----- Provided data
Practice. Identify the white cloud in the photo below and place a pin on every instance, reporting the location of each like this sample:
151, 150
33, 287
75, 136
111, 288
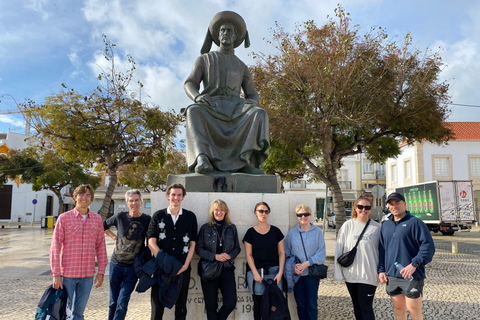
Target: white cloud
38, 6
462, 68
11, 120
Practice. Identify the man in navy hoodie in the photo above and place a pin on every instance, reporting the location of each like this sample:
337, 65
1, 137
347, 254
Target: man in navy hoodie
405, 240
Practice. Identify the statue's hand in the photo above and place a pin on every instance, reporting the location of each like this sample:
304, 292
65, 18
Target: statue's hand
205, 99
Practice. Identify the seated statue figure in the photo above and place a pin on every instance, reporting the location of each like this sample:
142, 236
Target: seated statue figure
224, 132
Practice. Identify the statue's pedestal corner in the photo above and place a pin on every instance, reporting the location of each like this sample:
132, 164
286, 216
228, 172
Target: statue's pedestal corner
227, 182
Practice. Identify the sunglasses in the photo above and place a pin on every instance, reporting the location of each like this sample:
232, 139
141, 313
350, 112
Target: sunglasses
306, 214
360, 207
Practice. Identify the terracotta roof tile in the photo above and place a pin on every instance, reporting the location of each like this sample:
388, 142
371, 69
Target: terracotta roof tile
464, 130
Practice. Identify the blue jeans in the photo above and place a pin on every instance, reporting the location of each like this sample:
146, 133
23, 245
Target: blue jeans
78, 290
306, 297
122, 283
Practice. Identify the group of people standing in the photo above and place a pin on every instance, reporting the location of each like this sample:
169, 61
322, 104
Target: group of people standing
394, 253
78, 241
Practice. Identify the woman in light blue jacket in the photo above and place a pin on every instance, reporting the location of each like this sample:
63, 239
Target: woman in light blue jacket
306, 288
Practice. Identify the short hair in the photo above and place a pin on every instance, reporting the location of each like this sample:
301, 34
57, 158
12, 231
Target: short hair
304, 207
218, 203
176, 186
361, 198
131, 193
83, 189
261, 204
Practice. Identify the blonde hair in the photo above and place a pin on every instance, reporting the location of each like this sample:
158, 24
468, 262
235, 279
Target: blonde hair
218, 203
361, 198
304, 207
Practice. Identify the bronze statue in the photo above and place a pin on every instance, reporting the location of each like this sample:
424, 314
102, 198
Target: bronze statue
224, 132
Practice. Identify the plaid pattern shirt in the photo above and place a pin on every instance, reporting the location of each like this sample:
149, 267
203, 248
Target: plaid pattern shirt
75, 244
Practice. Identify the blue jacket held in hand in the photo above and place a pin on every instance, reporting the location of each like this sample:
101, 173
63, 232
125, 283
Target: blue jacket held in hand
405, 241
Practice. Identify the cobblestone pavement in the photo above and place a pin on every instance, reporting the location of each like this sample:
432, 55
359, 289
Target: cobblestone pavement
452, 288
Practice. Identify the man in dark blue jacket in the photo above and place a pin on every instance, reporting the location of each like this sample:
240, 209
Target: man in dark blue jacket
173, 230
405, 240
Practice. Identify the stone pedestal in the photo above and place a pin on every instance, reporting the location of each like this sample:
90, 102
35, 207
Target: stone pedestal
227, 182
241, 207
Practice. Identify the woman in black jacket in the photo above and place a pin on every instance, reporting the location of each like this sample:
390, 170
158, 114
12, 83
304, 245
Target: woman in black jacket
218, 241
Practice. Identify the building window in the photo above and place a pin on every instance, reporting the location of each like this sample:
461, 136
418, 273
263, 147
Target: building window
475, 167
367, 166
441, 166
394, 172
408, 169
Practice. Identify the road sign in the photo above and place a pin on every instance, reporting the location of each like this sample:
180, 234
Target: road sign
378, 191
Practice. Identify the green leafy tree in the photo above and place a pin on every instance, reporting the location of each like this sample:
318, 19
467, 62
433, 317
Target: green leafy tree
47, 171
108, 128
153, 178
336, 91
287, 165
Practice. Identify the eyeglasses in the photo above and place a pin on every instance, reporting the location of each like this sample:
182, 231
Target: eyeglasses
303, 214
360, 207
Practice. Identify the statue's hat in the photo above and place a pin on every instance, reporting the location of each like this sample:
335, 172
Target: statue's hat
218, 20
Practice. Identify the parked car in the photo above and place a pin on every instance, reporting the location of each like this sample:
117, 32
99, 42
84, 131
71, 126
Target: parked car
331, 219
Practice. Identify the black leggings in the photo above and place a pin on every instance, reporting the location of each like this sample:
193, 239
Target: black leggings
362, 298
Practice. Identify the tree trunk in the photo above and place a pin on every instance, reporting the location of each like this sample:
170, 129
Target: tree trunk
112, 182
60, 201
338, 204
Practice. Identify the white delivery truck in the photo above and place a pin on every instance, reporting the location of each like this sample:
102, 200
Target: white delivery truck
445, 206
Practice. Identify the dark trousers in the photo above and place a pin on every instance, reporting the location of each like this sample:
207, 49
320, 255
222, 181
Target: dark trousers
257, 307
122, 283
306, 297
362, 298
180, 304
226, 283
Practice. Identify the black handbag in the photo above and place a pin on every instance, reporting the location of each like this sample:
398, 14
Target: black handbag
317, 271
346, 259
209, 270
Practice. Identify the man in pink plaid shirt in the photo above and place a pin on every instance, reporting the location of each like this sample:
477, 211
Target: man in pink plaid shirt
77, 240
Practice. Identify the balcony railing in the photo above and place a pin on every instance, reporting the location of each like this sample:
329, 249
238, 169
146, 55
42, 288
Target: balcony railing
380, 174
345, 184
298, 184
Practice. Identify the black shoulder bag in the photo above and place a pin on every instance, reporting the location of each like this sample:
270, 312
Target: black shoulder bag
346, 259
317, 271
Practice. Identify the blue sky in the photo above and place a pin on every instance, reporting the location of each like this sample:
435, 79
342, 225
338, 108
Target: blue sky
44, 43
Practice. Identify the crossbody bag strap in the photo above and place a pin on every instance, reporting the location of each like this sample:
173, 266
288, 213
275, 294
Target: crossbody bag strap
361, 234
303, 245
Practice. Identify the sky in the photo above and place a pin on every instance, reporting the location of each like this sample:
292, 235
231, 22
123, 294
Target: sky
44, 43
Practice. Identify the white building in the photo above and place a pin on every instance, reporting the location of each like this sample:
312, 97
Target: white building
424, 161
17, 198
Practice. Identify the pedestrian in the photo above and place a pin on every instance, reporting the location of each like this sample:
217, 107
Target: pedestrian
218, 241
130, 239
404, 241
306, 288
265, 254
174, 231
78, 240
361, 276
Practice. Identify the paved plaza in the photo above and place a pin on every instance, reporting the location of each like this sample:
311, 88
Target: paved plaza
452, 288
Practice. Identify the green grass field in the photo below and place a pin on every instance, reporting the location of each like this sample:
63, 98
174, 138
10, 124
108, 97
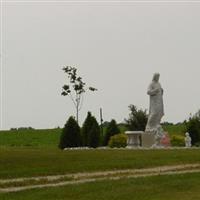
----------
Task prompt:
Gather every line of the entries above that contains the word "cloud", treating uppercase and lowercase as different, and copy each such line.

Response below:
Practice. Identify the white cloud in the photo below and place a pin on every instance, reporting the location of each like this sample:
Target: white cloud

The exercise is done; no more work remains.